Показать сообщение отдельно
Старый 01.04.2015, 08:23   #32   
Форумец
 
Аватар для vik 01
 
Сообщений: 6,260
Регистрация: 25.08.2010

vik 01 вне форума Не в сети
Присягнувший песне

Из дневников и блокнотов военного корреспондента
Григорий Улаев

(Продолжение. Начало в №№50-53 за 2014 год, №№1, 2, 4-12 за 2015 год)

Братья-писатели бывали «на передке», вместе с другими вливаясь в корреспондентские «десанты» по одному, по двое. Не засиживался в поезде и их «патриарх» Алексей Сурков. 28 ноября, вместе с редакционным фотографом-новичком Леонидом Бать, он неожиданно оказался на КП фронта. Говорю «оказался», сколь они выезжали в 16-ю армию, сражавшуюся по Волоколамскому шоссе. На командный пункт их доставила попутная оказия, при возвращении в редакцию. Так сказать, кружным путём.

Мне о них сообщил дежурный контрольно-пропускного пункта.

Через коменданта содействую в пропуске товарищей на территорию КП и веду в нашу комнату. Внешне они показались мне чрезмерно уставшими людьми или подавленными психологически.

- Гриша, мы малость приляжем, - сказал Сурков, увидев пустые кровати.

- Пожалуйста, ложа к вашим услугам, располагайтесь капитально, как дома, - отвечаю ему.

Но они легли, не снимая шинелей, будто ожидая ежеминутного подъема. Разговор мы возобновили только через час. И я узнал причину такого состояния товарищей.

Вчера ранним утром Алексей Сурков и фотокор Леонид Бать в составе корреспондентской группы направились в 16-ю армию, войска которой сражались в районе Волоколамского шоссе. Большинство товарищей пожелало встретиться с конниками 2-го гвардейского кавалерийского корпуса генерала Доватора, а они завернули в 9-ю гвардейскую стрелковую дивизию. На фронт та прибыла с Дальнего Востока, с врагом сражалась по-сибирски – стойко, самоотверженно, геройски и тоже удостоились почётного наименования «Гвардейской».

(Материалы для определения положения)
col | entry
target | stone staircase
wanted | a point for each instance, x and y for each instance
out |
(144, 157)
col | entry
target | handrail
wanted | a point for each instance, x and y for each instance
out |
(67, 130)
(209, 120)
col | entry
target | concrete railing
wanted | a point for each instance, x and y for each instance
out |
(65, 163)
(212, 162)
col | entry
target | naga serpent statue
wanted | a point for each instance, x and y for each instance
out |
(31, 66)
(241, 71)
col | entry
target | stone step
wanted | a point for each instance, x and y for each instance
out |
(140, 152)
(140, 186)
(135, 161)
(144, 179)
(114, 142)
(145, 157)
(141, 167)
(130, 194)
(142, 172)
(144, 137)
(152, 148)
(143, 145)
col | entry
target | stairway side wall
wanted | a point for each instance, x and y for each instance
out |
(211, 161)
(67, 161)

Ваша задача.
Допишите следующую часть отрывка из дневников военного корреспондента, начав сразу после его последнего предложения. Материалы никак не связаны с отрывком из дневников военного корреспондента.

Результат упражнения.
По договоренности с комдивом, генерал-майором Афанасием Павлантьевичем Белобородовым, газетчики определились в 258-й стрелковый полк, которым командовал Михаил Афанасьевич Суханов. Он занимал позиции в районе деревни Кашино.

- По численности полк едва превосходил хороший батальон, - рассказывал Сурков. – Роты помещались в двух-трёх блиндажах. Из подразделений самой полнокровной была артиллерийская батарея, оставшаяся при двух орудиях. Командир держал её вблизи КП для отражения танков противника…

Писатель уже вел разговор со штабниками, а фотограф снимал связистов, когда наблюдатель доложил о появлении в секторе обзора вражеских танков.

- Этого ещё не хватало, - сказал комполка и прильнул к окулярам стереотрубы.

О движении танков стали сообщать также комбаты, а артиллерист уведомил, что орудия изготовлены к открытию по нам огня.

Два десятка бронированных машин шли к деревне развернутым строем. За ними виднелись цепи автоматчиков, а ещё дальше – колонны стрелков. Набиралась порядочная сила, значительно превосходившая боевую численность полка.

Не отрываясь от стереотрубы, подполковник Суханов потребовал связать его с командиром дивизии. Телефонист незамедлительно вызывал абонента и протянул трубку комполка. Тот, сохраняя спокойствие, доложил генералу обстановку и своё решение.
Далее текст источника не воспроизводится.